» **Ce qui est demandé**:
A) Répondez à ces questions à partir du texte sur la suppression de la taxe d'habitation :
(i) Quel transfert le Gouvernement annonce-t-il pour compenser la perte de la taxe d'habitation ?
(ii) À combien s'élève environ le budget de la ville de Janzé ?
(iii) Quelle part de l'évolution du produit serait ponctionnée par un coefficient correcteur ?
B) Rédigez la suite du texte sur la suppression de la taxe d'habitation, à partir de sa dernière phrase.

» **Texte retenu**:
+ + + +

Il est encore difficile pour les communes de mesurer complètement l’impact de la suppression de la taxe d’habitation sur les finances, car nous n’avons pas encore l’ensemble des éléments de la réforme, qui est en cours de discussion au Parlement. Une chose est sûre, en perdant les revenus de la taxe d’habitation, nous perdons notre marge de manœuvre financière, car il s’agit de l’un des trois impôts dont nous maîtrisons le taux actuellement. Le Gouvernement annonce une compensation via le transfert de la part départementale de la taxe foncière sur les propriétés bâties. Cela aura plusieurs conséquences : seuls les propriétaires seront taxés, puisque les locataires ne sont pas concernés. Pour l’instant les bailleurs sociaux non plus, pénalisant donc les villes avec une forte présence du logement social. Le montant de la compensation sera figé à un instant T et nous ne savons pas encore si nous aurons la capacité de faire varier cette ressource. Par ailleurs, si le montant transféré de la taxe foncière sur les propriétés bâties est supérieur à ce que nous percevions en revenus de la taxe d’habitation, nous devrons reverser le trop-perçu, que nous soyons une petite ou une grande commune, une ville riche ou une ville pauvre. Cela n’a pas de sens ! La réforme aurait dû être l’occasion de revoir l’ensemble de la fiscalité locale pour favoriser la justice fiscale entre les territoires.

Sur quelles ressources les communes pourront-elles s’appuyer après cette nouvelle réforme de la fiscalité locale ?

Le budget de la ville de Janzé est d’environ 7 millions d’euros et les ressources produites par la taxe d’habitation sont actuellement de 1,5 million d’euros, soit plus de 20 % de nos recettes. En 2020, il n’y aura sans doute pas trop de changement puisque le dispositif prévu par l’État doit compenser à peu près à l’identique. La difficulté sera pour les années à venir puisqu’il est difficile de prévoir concrètement les effets de cette compensation et qu’a priori nous aurons 6 % de l’évolution de notre produit qui sera ponctionné via un coefficient correcteur. Depuis plusieurs années, les communes perdent leur autonomie financière. Nous nous retrouvons paradoxalement de plus en plus dépendants des dotations de l’État, alors même qu’elles sont en diminution. Et ne parlons pas des Départements qui perdront également une source importante de leurs recettes budgétaires en transférant aux communes la taxe foncière sur les propriétés bâties.

+ + + +

» **Informations fournies**:
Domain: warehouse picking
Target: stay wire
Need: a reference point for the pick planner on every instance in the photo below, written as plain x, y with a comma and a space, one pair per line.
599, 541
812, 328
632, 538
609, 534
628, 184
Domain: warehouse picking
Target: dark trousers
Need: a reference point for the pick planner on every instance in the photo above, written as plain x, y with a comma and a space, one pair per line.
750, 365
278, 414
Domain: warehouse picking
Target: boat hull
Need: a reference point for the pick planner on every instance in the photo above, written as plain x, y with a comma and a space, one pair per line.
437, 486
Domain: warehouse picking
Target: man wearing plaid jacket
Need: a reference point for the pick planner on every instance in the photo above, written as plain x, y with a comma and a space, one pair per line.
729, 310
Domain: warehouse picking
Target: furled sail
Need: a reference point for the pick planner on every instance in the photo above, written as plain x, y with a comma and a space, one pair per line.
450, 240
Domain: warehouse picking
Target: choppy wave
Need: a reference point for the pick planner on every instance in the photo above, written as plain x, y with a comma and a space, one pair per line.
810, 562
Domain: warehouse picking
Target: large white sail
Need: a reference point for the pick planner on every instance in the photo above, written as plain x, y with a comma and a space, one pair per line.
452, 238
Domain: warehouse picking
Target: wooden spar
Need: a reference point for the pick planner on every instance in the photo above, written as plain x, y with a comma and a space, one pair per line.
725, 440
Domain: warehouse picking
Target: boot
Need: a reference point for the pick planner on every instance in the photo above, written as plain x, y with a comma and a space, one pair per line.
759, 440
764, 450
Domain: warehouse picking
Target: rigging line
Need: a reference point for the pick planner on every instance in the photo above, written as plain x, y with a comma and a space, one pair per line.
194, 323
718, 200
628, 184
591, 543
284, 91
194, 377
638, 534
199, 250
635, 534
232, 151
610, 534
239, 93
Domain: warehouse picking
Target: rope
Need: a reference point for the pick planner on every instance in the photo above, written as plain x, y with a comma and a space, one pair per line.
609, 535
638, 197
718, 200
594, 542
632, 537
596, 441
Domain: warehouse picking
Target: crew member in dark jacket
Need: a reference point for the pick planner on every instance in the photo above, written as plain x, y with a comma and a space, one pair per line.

+ + + +

» **Liste des réponses**:
A)
(i) Le transfert de la part départementale de la taxe foncière sur les propriétés bâties.
(ii) Environ 7 millions d'euros.
(iii) 6 %.

B)
Comment construirez-vous vos prochains budgets ?

Il reste encore beaucoup d’inconnues concernant la réforme de la fiscalité locale, il est donc difficile de faire de la prospective financière. Des formations spécifiques pour comprendre la réforme en cours sont proposées au service financier et nous pouvons compter sur le soutien de l’Association des maires de France. Celui de la Direction générale des finances publiques sera plus compliqué avec les fermetures de trésorerie annoncée… Mais avec cette incertitude sur nos recettes, nous allons devoir être extrêmement prudents sur les dépenses et les investissements. L’année 2020 est une année électorale et le début d’un nouveau mandat est généralement l’occasion de faire des projections financières pour les nouveaux élus, mais cela s’annonce compliqué au vu de la réforme et de ces incertitudes.